Fabulous Potato Soup

January 2, 2018

 

 

A hot bowl of  potato soup with a fresh sprig of thyme

 

Saying that it’s cold outside is an overwhelming understatement
this week for most of the  country to be sure!  We gave this some
thought and created a simple soup recipe using ingredients you're
likely to have in your pantry.

 

We chose Lucero Favolosa Extra Virgin Olive Oil because it's
one of our bright and recently harvested oils. Its sweet, floral
nature complements this recipe well.  That said, you can use
any fresh EVOO  — from the most delicate to most robust.
Favolosa means “Fabulous”, so we’re calling this Fabulous
Potato Soup.

 

We hope you enjoy making and eating it!  Stay warm and let

us know how you like it on Facebook or in a product review.

 

 

Ingredients

 

1 whole medium onion, diced

3 whole carrots, diced

3 stalks celery, diced

4 Tbs Lucero Favolosa or any Lucero EVOO

6 whole small russet potatoes, peeled and diced

8 cups poultry bone broth or vegetable stock

3 Tbs all-purpose flour

1 cup milk

1/2 cup heavy cream

1/2 tsp.  Maldon English Flake Salt, more, if desired

freshly ground black pepper to taste

1 tsp fresh parsley, minced

Lucero Extra Virgin Olive Oil (EVOO) for drizzling on top

 

Directions

 

1-  Warm the olive oil in a soup pot over medium heat and add 

onions, carrots, and celery. Stir and cook for about 3 minutes

or until the onions are translucent, then add the diced potatoes

 

2-   Cook for 5 minutes, seasoning with salt and pepper.

What to produce: Extend the potato soup recipe by writing the directions that follow its last step.

[Object point labels]
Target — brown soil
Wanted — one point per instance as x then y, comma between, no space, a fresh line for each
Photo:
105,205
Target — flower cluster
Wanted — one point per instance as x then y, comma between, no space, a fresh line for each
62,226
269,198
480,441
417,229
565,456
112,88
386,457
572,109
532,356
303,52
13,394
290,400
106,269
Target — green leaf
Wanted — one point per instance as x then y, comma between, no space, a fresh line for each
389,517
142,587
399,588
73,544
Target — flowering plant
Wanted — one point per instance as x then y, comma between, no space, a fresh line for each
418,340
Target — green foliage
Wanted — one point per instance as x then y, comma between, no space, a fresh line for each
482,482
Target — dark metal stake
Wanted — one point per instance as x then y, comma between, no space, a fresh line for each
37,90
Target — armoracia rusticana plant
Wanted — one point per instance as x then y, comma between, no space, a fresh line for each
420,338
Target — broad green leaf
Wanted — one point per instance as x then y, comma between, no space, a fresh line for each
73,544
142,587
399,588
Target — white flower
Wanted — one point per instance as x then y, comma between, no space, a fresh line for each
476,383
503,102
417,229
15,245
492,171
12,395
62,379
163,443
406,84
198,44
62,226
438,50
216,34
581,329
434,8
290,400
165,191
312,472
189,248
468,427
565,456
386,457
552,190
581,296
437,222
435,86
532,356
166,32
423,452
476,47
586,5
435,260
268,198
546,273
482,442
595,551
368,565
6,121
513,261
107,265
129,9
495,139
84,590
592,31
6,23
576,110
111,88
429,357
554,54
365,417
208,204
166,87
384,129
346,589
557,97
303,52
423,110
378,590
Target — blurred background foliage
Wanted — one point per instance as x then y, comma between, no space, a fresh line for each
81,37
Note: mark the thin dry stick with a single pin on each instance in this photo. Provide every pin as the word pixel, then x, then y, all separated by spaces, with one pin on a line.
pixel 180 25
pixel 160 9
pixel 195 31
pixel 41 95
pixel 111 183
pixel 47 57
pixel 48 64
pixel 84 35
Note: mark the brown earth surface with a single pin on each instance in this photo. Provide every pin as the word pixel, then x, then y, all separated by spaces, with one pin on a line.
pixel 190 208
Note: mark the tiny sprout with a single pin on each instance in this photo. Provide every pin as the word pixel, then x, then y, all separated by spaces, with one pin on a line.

The answer:
 

3-  Add the broth and bring it to a gentle boil.  Cook  10 minutes,

or until the potatoes start to become tender. Whisk the flour

and milk together, then pour into the soup and cook for another

5 minutes.

 

4-  Remove 1/2 to 2/3 the soup and blend in batches in a blender/

food processor until completely smooth.  Be careful when you

blend hot soup, in fact, we recommend that you allow the soup

to cool, if possible. If you have one, use an immersion blender

instead of a stand blender or food processor.

 

5-  Return the blended soup to the soup pot and heat it to adjust

seasoning.  Stir in cream, then parsley, and reserve a bit of

parsley  for garnish.

 

6-  Serve with a a bit of fresh EVOO on top.  Finish with the

remaining chopped parsley. If you don’t like parsley, substitute

any fresh herbs you have on hand such as thyme, as shown.

 

Taste Notes: Favolosa is Lucero Purple Label: Mild-Delicate

Try this recipe with Lucero Five Star Blend Extra Virgin

 

Recipe from the Lucero Kitchens courtesy of Donald S.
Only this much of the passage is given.